◆ Stated goal: Revise the rows below so that every occurrence of "Drop one marker per instance" reads "Place a single marker for each instance", and leave all other text unchanged.

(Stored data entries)
· · · ·
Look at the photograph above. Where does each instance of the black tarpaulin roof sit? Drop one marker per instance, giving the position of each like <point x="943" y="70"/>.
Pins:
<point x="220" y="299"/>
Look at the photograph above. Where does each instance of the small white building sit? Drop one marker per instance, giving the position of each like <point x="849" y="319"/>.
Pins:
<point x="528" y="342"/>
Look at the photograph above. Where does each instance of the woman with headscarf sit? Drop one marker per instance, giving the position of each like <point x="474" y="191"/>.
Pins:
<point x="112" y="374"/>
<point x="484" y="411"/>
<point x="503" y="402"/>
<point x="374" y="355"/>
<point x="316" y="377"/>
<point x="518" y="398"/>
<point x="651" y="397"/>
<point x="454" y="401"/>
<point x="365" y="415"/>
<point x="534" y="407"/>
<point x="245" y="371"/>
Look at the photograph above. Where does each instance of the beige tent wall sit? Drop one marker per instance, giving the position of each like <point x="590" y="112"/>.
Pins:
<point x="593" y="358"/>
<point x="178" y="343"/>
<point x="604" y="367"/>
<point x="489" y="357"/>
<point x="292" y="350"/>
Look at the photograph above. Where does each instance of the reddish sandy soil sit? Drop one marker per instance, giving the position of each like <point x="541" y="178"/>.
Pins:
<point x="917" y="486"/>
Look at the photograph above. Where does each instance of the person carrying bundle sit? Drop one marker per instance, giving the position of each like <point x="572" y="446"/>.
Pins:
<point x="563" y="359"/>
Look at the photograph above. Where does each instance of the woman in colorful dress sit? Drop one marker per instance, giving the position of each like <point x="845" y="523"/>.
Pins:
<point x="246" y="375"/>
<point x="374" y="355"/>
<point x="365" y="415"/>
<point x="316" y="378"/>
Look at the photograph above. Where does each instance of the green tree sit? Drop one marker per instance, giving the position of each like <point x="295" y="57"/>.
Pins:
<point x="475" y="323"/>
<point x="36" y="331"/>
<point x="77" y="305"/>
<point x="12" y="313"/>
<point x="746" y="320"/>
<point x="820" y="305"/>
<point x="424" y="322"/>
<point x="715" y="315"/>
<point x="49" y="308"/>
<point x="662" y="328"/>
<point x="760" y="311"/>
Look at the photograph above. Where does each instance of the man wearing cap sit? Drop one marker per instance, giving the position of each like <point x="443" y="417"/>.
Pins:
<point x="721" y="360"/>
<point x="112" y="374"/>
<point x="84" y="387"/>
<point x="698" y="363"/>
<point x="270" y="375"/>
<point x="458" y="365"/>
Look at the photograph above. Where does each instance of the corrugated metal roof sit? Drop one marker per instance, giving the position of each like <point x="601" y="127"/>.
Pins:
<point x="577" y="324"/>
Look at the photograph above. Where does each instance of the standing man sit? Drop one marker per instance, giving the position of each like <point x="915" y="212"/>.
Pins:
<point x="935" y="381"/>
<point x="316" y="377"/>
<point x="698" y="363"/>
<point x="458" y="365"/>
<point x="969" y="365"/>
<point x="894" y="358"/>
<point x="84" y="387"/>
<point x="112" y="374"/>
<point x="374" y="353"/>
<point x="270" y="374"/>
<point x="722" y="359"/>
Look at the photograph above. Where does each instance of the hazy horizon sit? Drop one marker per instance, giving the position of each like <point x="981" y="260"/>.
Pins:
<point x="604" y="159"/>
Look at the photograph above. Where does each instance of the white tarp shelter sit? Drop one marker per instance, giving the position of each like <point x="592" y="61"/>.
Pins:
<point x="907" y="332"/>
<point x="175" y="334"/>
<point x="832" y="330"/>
· · · ·
◆ Answer to this problem:
Look at the photograph above. Where does each instance of the black tarpaulin roof sit? Place a single marker for each instance, giving the position of each like <point x="943" y="70"/>.
Pins:
<point x="220" y="299"/>
Look at the photograph above. Where does each instance of the small white building sit? Place a single marker for each instance, giving the position of each like <point x="849" y="319"/>.
Pins:
<point x="528" y="342"/>
Look at the photograph above. Where does each instance of the woman with headscarf sit? Place a single marker for each instance, giving the position of each like <point x="474" y="191"/>.
Pins:
<point x="112" y="374"/>
<point x="484" y="411"/>
<point x="503" y="402"/>
<point x="374" y="355"/>
<point x="316" y="377"/>
<point x="518" y="398"/>
<point x="651" y="397"/>
<point x="454" y="401"/>
<point x="365" y="415"/>
<point x="534" y="407"/>
<point x="245" y="371"/>
Look at the photograph above. Where does each instance of the beige tent wall sit? Place a single marker for each instance, giving the position of each like <point x="590" y="112"/>.
Pins:
<point x="593" y="358"/>
<point x="178" y="343"/>
<point x="604" y="367"/>
<point x="489" y="357"/>
<point x="292" y="350"/>
Look at the photograph above. Where does each instance of the reddish sandy soil sit? Place a single marker for each instance, giving the position of each like <point x="541" y="178"/>.
Pins:
<point x="917" y="486"/>
Look at the photograph above. Where does each instance of the person carrying bundle sit? Place a single marker for each instance, giving the position of each like <point x="572" y="446"/>.
Pins:
<point x="563" y="359"/>
Look at the photograph above. Where does each instance of the woman in colorful dress sit? Place a single marker for each instance, giving the position of each like <point x="845" y="523"/>.
Pins:
<point x="246" y="375"/>
<point x="374" y="355"/>
<point x="365" y="415"/>
<point x="316" y="378"/>
Look at the photograph above. Where does each instance of the green tree sit? Place a single marker for each instance, giving the position of each like <point x="295" y="57"/>.
Pins:
<point x="475" y="323"/>
<point x="36" y="331"/>
<point x="77" y="305"/>
<point x="12" y="313"/>
<point x="746" y="320"/>
<point x="820" y="305"/>
<point x="424" y="322"/>
<point x="715" y="315"/>
<point x="49" y="308"/>
<point x="662" y="328"/>
<point x="760" y="311"/>
Look at the photograph above. Where does each instance of the man wearing cap sit? Place a single marker for each instance, giving the position of each like <point x="443" y="417"/>.
Pins:
<point x="721" y="360"/>
<point x="112" y="374"/>
<point x="84" y="387"/>
<point x="698" y="363"/>
<point x="270" y="375"/>
<point x="458" y="365"/>
Look at the photograph above. Where does each instance of the corrugated metal roof sit? Place a single marker for each instance, giving the position of each like <point x="601" y="127"/>.
Pins:
<point x="577" y="324"/>
Look at the photograph above. Where does each instance of the standing man sit? Place a single marker for each instance, giving the position of each like <point x="915" y="212"/>.
Pins:
<point x="935" y="381"/>
<point x="316" y="377"/>
<point x="698" y="363"/>
<point x="458" y="365"/>
<point x="969" y="365"/>
<point x="894" y="358"/>
<point x="84" y="387"/>
<point x="112" y="374"/>
<point x="374" y="353"/>
<point x="270" y="374"/>
<point x="722" y="359"/>
Look at the photograph above. Where does each instance of the hazy horizon sit? Place a single marker for each instance, giving the position of each like <point x="981" y="260"/>.
Pins:
<point x="604" y="159"/>
Look at the photograph above. Where does each instance of the white tarp shelter sit? Place a single marker for each instance, giving the position of each like <point x="592" y="61"/>.
Pins:
<point x="907" y="332"/>
<point x="175" y="334"/>
<point x="832" y="330"/>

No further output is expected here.